═══ PROVIDED RECORDS

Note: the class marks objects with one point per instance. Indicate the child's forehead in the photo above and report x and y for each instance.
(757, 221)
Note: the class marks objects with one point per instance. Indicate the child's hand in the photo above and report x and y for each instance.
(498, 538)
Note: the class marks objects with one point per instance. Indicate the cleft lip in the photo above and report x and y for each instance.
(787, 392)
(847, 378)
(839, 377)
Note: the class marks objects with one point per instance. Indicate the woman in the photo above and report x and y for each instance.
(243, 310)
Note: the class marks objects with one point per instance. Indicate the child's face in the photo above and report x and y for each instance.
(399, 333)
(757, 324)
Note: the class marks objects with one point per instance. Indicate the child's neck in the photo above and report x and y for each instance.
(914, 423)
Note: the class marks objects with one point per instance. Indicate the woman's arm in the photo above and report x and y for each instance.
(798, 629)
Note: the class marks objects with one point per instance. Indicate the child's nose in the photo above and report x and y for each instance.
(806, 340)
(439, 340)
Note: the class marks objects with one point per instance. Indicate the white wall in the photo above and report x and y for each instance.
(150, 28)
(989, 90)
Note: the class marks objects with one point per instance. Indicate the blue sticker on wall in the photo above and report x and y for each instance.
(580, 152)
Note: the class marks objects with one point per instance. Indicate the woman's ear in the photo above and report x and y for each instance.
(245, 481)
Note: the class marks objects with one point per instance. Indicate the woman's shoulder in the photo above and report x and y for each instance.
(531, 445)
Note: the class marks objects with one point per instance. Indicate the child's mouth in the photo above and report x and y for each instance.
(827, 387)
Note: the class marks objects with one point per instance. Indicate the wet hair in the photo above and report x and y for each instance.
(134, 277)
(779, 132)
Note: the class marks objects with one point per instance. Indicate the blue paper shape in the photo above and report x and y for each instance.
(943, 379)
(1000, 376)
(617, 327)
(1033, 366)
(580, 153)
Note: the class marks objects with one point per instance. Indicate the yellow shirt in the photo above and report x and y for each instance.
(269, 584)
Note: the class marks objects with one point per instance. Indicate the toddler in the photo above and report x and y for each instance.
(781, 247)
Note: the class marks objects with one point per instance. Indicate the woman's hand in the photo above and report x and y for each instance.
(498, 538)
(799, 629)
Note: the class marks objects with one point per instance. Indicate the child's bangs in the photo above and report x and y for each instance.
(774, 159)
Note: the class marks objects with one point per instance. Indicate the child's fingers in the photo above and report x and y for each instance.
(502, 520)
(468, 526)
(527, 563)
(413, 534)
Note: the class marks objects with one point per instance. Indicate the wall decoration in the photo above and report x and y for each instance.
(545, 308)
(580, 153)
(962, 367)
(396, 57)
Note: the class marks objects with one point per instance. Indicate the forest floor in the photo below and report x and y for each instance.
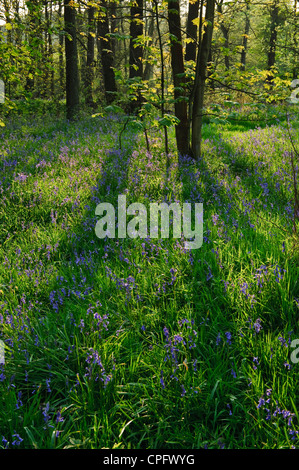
(142, 343)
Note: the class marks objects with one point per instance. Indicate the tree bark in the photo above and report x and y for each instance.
(191, 31)
(179, 81)
(136, 30)
(245, 38)
(225, 32)
(105, 49)
(71, 58)
(200, 78)
(274, 12)
(89, 69)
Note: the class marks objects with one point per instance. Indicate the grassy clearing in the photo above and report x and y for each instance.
(140, 343)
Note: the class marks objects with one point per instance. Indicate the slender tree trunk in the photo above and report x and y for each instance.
(60, 54)
(191, 31)
(162, 74)
(104, 44)
(295, 42)
(71, 58)
(225, 32)
(178, 71)
(200, 79)
(136, 49)
(148, 69)
(89, 69)
(245, 38)
(274, 12)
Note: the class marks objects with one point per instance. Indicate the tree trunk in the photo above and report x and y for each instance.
(274, 12)
(178, 71)
(200, 78)
(104, 44)
(71, 58)
(245, 38)
(136, 49)
(191, 31)
(60, 54)
(89, 69)
(148, 69)
(225, 32)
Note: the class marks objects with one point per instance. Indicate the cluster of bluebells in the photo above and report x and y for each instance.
(93, 359)
(272, 412)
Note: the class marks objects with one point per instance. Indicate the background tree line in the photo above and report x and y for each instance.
(177, 59)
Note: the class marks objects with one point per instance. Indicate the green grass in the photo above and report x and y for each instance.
(138, 343)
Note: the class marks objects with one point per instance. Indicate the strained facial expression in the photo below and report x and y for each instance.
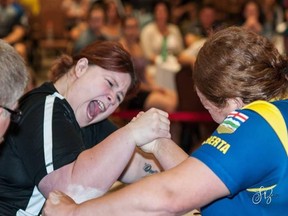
(97, 93)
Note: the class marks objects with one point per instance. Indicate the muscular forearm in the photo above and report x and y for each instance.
(168, 153)
(104, 163)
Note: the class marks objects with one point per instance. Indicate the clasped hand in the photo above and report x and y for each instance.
(148, 126)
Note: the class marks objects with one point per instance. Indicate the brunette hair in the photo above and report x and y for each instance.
(109, 55)
(235, 62)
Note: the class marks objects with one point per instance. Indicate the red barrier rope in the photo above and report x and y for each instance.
(175, 116)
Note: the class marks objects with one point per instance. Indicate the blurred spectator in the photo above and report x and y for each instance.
(91, 30)
(204, 24)
(75, 11)
(13, 25)
(161, 42)
(274, 15)
(150, 95)
(190, 18)
(112, 27)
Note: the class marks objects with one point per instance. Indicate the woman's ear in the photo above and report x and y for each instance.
(81, 67)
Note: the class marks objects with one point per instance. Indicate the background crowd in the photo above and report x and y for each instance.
(163, 38)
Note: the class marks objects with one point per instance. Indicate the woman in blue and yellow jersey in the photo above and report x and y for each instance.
(242, 169)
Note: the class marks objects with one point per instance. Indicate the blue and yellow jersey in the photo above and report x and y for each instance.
(248, 152)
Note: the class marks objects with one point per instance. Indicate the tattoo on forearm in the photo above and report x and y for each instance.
(148, 169)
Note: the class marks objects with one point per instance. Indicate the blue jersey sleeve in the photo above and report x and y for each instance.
(242, 151)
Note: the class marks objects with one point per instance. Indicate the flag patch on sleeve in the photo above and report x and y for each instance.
(232, 122)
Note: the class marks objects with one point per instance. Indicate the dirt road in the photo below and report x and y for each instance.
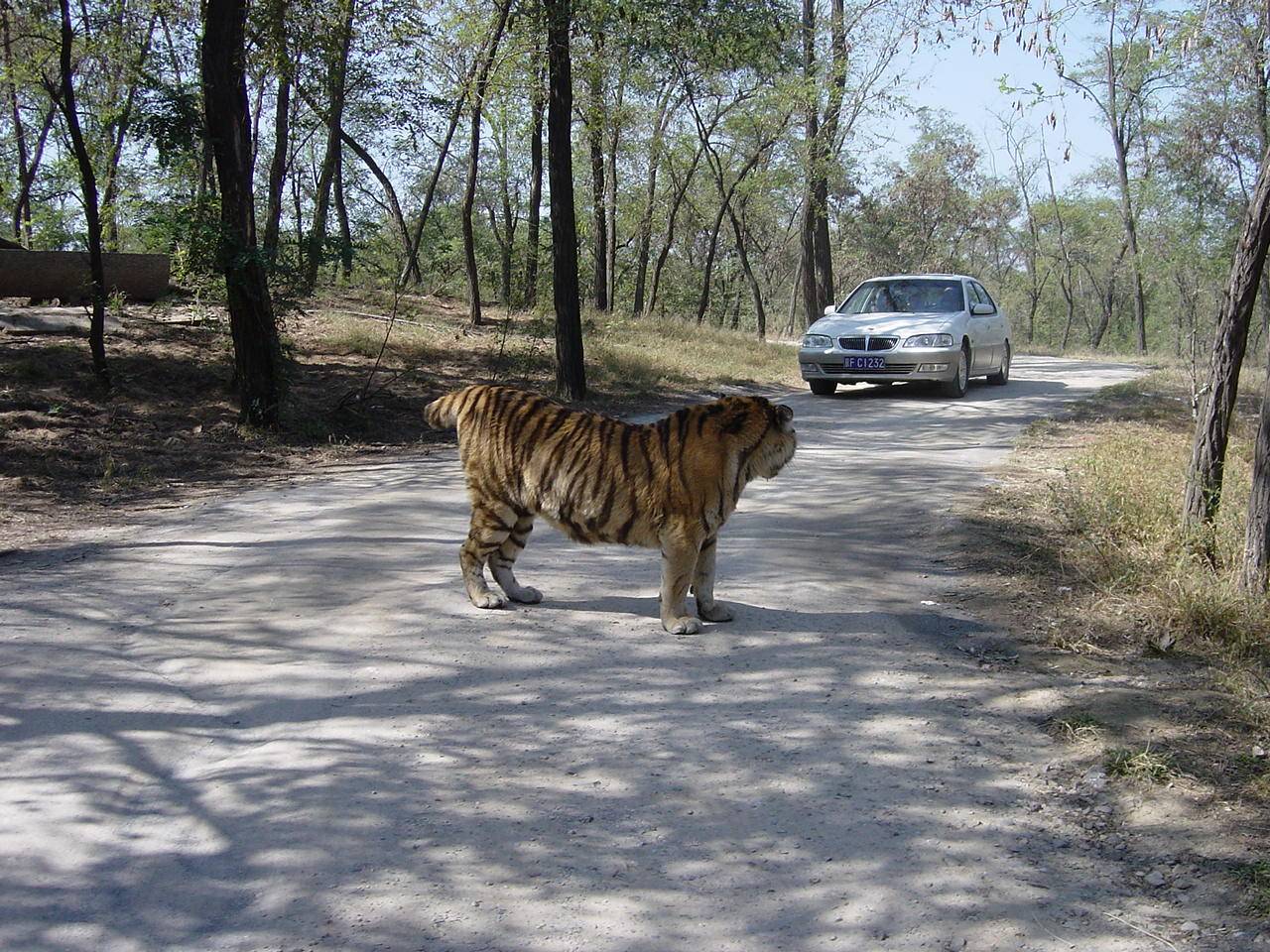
(275, 722)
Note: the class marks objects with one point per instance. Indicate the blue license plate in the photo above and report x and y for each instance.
(865, 363)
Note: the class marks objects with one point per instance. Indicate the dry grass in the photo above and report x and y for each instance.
(70, 453)
(626, 357)
(1084, 527)
(1144, 766)
(1256, 884)
(1076, 728)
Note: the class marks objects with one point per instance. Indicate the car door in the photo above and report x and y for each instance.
(982, 338)
(998, 326)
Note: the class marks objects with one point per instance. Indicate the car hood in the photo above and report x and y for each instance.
(841, 324)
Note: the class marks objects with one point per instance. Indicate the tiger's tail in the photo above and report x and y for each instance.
(443, 413)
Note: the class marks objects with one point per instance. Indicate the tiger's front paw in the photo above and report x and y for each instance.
(715, 612)
(681, 626)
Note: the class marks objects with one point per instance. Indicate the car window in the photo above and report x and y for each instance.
(983, 294)
(906, 296)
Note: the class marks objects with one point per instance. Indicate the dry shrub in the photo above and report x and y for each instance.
(1119, 507)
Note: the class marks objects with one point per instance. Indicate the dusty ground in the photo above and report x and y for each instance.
(272, 721)
(1197, 708)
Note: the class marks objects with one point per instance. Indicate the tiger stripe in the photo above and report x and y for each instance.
(668, 485)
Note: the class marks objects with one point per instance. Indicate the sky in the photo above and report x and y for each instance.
(965, 86)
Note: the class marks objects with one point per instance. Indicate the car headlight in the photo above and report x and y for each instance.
(930, 340)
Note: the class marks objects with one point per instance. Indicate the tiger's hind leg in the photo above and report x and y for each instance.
(702, 584)
(492, 526)
(679, 562)
(500, 562)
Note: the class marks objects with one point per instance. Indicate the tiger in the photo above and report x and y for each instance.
(668, 485)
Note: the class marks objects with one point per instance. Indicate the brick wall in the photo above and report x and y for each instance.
(64, 276)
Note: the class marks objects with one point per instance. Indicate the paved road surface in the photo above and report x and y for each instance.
(275, 722)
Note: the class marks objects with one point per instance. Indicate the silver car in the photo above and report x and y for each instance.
(940, 327)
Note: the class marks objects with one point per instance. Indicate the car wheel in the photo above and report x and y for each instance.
(960, 381)
(1002, 376)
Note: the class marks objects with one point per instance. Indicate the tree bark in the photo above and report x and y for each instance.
(754, 289)
(390, 195)
(670, 227)
(571, 368)
(335, 75)
(812, 207)
(644, 239)
(613, 127)
(599, 238)
(474, 168)
(345, 232)
(118, 131)
(531, 241)
(87, 185)
(507, 243)
(1255, 576)
(281, 132)
(257, 354)
(1211, 429)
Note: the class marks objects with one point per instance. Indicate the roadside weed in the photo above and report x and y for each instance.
(1146, 766)
(1076, 726)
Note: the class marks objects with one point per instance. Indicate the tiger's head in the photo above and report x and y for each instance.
(779, 442)
(762, 431)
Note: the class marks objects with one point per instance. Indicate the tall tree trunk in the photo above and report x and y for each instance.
(345, 232)
(670, 227)
(644, 239)
(754, 290)
(257, 354)
(1255, 576)
(118, 131)
(412, 268)
(390, 195)
(1211, 429)
(474, 168)
(281, 131)
(508, 240)
(703, 299)
(335, 73)
(1127, 213)
(812, 281)
(87, 184)
(599, 238)
(531, 243)
(613, 126)
(277, 168)
(389, 190)
(571, 368)
(22, 225)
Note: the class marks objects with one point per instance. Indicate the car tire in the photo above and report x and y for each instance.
(960, 382)
(1002, 376)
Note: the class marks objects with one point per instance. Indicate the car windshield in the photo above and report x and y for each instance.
(906, 296)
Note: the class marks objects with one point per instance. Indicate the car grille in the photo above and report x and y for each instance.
(867, 343)
(839, 371)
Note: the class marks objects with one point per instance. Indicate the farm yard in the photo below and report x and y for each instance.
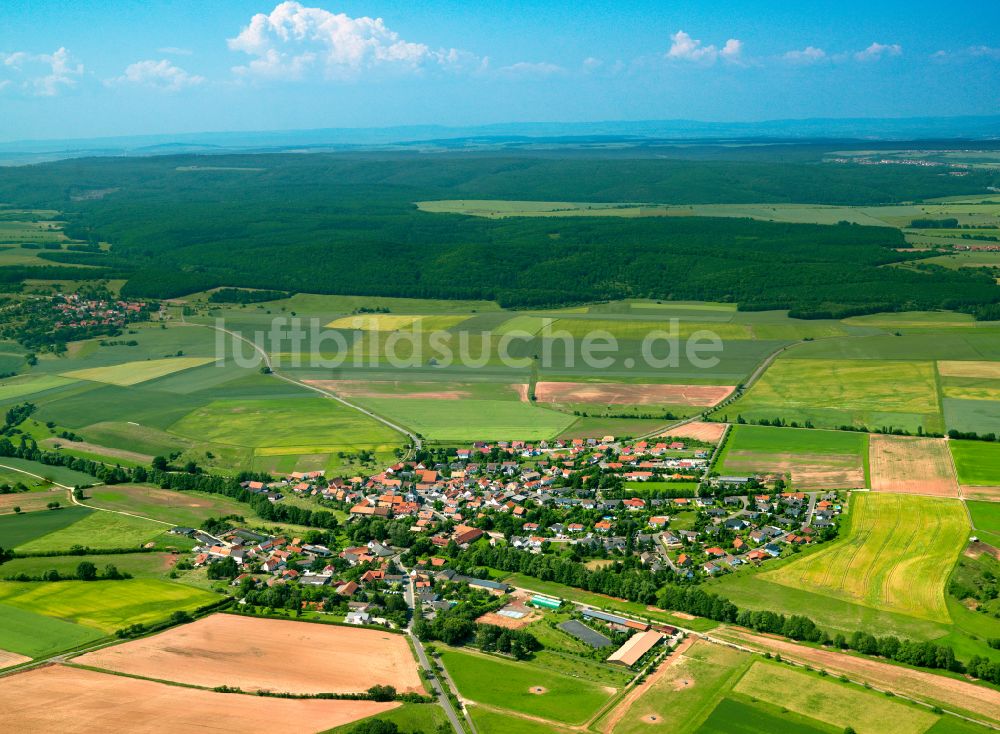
(266, 654)
(524, 688)
(896, 556)
(105, 606)
(812, 460)
(74, 700)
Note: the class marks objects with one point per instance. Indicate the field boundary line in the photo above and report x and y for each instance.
(75, 501)
(415, 440)
(868, 686)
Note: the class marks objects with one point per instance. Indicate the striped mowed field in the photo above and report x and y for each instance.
(896, 556)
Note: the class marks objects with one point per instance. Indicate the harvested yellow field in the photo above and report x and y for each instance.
(986, 370)
(132, 373)
(912, 466)
(896, 556)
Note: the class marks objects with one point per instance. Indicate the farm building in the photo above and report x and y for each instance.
(638, 645)
(545, 601)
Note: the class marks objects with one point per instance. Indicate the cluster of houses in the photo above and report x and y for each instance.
(75, 311)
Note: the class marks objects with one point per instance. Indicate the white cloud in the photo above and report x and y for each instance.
(159, 74)
(878, 50)
(292, 40)
(682, 46)
(44, 75)
(531, 68)
(985, 52)
(808, 55)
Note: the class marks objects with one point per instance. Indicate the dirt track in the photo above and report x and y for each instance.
(73, 701)
(950, 692)
(267, 654)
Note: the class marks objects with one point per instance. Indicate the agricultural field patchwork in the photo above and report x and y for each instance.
(832, 393)
(524, 687)
(812, 460)
(469, 420)
(977, 462)
(286, 656)
(912, 466)
(102, 530)
(895, 557)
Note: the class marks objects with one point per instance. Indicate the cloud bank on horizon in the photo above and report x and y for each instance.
(300, 53)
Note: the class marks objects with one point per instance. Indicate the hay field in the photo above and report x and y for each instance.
(814, 460)
(75, 701)
(132, 373)
(896, 556)
(834, 392)
(912, 466)
(267, 654)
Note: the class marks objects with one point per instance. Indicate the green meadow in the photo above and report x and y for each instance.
(28, 633)
(101, 530)
(977, 462)
(831, 393)
(104, 605)
(493, 681)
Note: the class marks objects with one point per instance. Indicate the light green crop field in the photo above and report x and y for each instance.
(28, 633)
(977, 462)
(743, 717)
(104, 605)
(831, 393)
(635, 330)
(493, 681)
(896, 556)
(813, 459)
(986, 520)
(140, 565)
(100, 530)
(133, 373)
(49, 473)
(711, 670)
(17, 530)
(287, 422)
(22, 386)
(410, 717)
(832, 702)
(470, 420)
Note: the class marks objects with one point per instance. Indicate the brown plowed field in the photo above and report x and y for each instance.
(74, 701)
(697, 431)
(614, 393)
(9, 659)
(912, 466)
(267, 654)
(950, 692)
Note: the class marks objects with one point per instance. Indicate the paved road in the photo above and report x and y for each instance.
(410, 595)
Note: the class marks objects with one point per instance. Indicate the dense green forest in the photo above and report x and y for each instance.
(346, 223)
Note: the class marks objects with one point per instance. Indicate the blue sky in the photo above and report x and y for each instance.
(88, 68)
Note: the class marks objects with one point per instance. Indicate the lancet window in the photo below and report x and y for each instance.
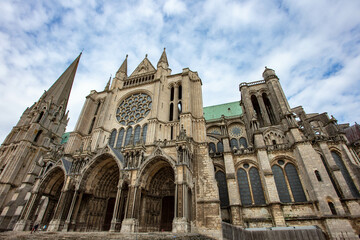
(223, 190)
(288, 182)
(250, 187)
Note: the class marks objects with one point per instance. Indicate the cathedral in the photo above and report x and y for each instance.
(146, 156)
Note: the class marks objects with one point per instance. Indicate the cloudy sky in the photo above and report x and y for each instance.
(314, 47)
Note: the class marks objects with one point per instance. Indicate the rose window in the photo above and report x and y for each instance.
(133, 109)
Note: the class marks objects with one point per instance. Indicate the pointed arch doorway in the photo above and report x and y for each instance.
(157, 197)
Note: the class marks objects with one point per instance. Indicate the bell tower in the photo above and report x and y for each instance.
(39, 130)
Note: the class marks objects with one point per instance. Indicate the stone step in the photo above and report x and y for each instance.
(100, 236)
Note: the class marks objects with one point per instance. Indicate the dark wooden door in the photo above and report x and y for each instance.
(167, 213)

══════

**EXERCISE OBJECTIVE:** Put the stretch of the listing from the line with "Indicate the dense" through the end of the listing into a two-column CSV with the headers text and answer, one row per item: its wording under text and its points under answer, each field in quotation marks with line breaks turned into spaces. Leave the pictures out.

**EXPECTED ANSWER:**
text,answer
"Note: the class marks objects with one point per instance. Indicate the dense green forest in the photo above and report x and y for each instance.","(346, 223)"
"Note: the class marks objects with one point per instance. Indicate the blue sky in the photo above and report x and y for each instance.","(88, 68)"
"Note: the class marks objects with one point per instance. Indicate the lancet window in the photo below and report x and y for each instance.","(223, 190) (288, 182) (250, 187)"
"Note: the class marks objects with one point per instance. Indicate the cathedral in the photo above and report x and y for each instance.","(146, 156)"
"Note: the class marks objects with one point per instance. Indicate the cloudy sky in the photo above and report x and y for each instance.","(314, 47)"
"Note: the class marks objects with one point per instance. Indicate the rose window in the photo above and report x and y for each instance.","(133, 109)"
"Note: the class marks objects with one point per instance. Indicate the pointed arch doorway in the photo above and report x and y for each instance.","(157, 197)"
"Note: the class marks objects with one point per instance. Indicate the bell tower in the photo above and report x and y for each instance.","(39, 130)"
"Note: the class marks objects with one point per instance. Indicate the stone step in the photo above and report x and y for each instance.","(100, 236)"
"Note: the class marks objects with one point per instance. Indicate the dark wooden door in the photo above and report x and y for each instance.","(167, 213)"